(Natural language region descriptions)
==*==

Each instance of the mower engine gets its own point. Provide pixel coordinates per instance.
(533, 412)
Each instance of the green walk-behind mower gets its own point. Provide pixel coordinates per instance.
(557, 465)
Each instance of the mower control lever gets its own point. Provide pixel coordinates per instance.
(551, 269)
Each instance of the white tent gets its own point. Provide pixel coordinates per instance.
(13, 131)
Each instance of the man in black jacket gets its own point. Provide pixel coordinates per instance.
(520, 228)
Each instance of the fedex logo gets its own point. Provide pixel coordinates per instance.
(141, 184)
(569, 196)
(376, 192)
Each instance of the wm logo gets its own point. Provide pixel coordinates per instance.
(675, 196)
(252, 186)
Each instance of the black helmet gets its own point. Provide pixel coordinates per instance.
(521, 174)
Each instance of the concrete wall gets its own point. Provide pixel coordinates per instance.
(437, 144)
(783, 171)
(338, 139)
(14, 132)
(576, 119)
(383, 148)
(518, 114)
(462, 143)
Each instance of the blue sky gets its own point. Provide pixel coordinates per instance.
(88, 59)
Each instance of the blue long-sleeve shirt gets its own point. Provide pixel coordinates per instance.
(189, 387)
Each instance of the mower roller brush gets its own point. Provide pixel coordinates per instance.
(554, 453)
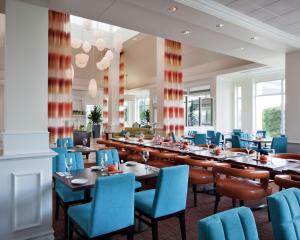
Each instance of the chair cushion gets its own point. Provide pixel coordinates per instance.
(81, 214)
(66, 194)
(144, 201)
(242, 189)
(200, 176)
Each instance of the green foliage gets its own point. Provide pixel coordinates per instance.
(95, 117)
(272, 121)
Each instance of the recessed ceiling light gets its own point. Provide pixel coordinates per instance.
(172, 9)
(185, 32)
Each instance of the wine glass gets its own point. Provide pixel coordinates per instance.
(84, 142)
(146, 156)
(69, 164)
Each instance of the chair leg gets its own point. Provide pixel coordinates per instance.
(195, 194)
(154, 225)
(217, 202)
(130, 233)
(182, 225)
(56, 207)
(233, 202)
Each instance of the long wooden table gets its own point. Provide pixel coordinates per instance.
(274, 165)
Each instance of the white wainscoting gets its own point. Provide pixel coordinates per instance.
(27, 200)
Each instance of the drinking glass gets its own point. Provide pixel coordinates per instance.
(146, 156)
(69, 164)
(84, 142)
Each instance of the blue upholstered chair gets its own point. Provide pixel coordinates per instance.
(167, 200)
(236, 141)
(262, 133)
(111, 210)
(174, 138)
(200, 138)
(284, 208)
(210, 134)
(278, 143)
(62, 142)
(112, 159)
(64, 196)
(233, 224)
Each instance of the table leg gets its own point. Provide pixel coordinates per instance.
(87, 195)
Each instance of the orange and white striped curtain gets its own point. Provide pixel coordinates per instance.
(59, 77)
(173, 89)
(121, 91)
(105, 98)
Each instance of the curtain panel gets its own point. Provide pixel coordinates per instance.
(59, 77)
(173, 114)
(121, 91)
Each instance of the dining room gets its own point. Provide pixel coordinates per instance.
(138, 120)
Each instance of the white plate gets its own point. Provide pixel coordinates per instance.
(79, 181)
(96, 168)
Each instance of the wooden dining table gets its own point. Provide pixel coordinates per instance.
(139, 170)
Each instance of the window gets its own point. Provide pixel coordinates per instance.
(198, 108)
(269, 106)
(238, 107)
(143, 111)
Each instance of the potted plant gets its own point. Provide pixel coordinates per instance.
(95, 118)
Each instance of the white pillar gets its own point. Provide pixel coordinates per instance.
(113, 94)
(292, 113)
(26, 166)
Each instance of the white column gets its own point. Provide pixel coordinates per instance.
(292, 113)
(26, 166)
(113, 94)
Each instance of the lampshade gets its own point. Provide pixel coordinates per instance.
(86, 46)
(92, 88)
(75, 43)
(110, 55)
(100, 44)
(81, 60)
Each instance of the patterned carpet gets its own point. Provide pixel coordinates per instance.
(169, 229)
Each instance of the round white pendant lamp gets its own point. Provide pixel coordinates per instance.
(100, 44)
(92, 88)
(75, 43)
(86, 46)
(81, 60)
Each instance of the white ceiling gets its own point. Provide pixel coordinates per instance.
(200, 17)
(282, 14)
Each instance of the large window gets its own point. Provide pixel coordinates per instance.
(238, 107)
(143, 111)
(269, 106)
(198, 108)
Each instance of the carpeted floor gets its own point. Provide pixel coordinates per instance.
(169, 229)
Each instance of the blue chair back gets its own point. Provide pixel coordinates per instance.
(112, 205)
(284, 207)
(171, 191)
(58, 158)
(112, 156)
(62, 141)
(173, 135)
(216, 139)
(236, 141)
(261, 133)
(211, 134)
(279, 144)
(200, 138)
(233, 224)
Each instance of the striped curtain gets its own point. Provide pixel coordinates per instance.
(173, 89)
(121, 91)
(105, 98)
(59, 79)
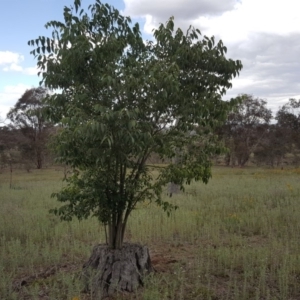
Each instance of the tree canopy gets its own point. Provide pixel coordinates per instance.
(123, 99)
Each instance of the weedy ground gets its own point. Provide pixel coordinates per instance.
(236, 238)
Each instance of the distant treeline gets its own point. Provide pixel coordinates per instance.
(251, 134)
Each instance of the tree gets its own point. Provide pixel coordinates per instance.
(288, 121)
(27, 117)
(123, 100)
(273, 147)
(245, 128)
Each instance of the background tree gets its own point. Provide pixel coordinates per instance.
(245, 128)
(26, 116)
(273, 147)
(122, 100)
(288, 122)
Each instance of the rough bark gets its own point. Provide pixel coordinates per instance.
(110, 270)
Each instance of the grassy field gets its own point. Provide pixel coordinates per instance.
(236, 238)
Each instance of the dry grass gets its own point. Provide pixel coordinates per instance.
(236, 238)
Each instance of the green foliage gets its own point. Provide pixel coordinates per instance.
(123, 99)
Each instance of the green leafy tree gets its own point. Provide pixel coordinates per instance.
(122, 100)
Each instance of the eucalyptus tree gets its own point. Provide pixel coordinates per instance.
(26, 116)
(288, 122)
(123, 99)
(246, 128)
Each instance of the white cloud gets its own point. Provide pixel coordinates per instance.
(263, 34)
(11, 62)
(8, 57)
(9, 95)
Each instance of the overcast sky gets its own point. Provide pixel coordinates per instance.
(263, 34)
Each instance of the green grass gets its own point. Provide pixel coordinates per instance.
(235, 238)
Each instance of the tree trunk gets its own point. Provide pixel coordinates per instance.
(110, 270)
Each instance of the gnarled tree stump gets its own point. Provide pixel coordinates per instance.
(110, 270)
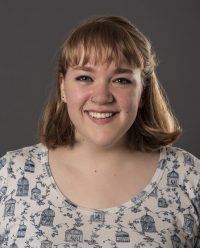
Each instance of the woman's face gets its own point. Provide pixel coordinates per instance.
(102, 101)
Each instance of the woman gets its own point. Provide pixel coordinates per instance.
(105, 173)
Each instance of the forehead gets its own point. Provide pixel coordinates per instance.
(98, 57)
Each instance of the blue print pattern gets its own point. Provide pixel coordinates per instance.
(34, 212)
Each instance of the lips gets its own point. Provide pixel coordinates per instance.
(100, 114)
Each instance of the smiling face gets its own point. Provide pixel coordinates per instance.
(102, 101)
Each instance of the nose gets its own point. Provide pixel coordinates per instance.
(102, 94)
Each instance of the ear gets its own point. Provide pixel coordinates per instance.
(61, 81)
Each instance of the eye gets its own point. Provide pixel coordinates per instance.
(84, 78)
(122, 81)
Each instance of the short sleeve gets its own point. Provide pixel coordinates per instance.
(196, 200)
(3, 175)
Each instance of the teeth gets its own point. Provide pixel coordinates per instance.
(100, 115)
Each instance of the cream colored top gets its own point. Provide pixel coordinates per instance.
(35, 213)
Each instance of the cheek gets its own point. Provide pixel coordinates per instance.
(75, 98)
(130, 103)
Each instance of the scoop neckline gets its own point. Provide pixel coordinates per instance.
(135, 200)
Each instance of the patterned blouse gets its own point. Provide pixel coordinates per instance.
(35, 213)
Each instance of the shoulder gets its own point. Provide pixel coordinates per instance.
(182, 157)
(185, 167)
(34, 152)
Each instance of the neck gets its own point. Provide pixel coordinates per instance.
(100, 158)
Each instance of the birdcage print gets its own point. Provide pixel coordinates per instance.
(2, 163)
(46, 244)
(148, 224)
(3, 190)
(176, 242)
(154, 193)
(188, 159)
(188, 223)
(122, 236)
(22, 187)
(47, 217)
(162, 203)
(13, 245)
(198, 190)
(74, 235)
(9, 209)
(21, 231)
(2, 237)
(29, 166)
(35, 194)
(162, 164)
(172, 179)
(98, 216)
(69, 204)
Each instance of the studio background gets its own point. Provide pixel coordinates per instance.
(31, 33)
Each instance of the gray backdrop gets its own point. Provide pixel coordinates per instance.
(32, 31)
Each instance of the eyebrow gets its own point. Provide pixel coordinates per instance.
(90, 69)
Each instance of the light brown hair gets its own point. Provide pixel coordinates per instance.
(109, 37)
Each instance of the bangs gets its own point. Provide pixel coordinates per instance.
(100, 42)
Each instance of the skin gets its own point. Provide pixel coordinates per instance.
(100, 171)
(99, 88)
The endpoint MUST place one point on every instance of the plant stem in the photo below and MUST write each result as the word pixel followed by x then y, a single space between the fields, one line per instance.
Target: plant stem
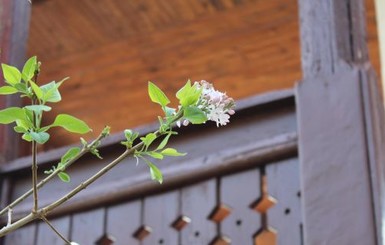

==*==

• [Work to be completed]: Report each line of the data in which "stem" occurs.

• [Answer to the exercise]:
The endpoint MUST place one point on every instance of the plant stem in the photo below and MUST write each result as the word pixel followed by x then y, a single space between the fields, one line per instance.
Target: plant stem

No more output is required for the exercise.